Below is a block of records; repeat all of them exactly.

━━━ EXERCISE INPUT ━━━

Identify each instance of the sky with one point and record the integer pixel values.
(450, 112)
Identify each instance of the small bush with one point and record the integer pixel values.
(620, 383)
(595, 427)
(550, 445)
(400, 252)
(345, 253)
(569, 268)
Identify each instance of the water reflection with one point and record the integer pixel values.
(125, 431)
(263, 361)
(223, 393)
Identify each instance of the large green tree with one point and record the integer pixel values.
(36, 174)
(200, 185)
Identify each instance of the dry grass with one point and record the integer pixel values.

━━━

*WRITTEN ANSWER*:
Identify each instance of the sky with one point and record the integer pixel values.
(450, 112)
Identify each instance of the small bush with one point and record the integer pixel values.
(620, 383)
(595, 427)
(550, 445)
(400, 252)
(345, 253)
(569, 268)
Identify each instance of the water reflection with one point and record the integer pixel values.
(125, 431)
(263, 361)
(223, 393)
Identify each instance of the large green tree with one point and record the integer pixel values.
(36, 174)
(200, 185)
Identify each instance of the dry grass with one point and record the integer pixel values.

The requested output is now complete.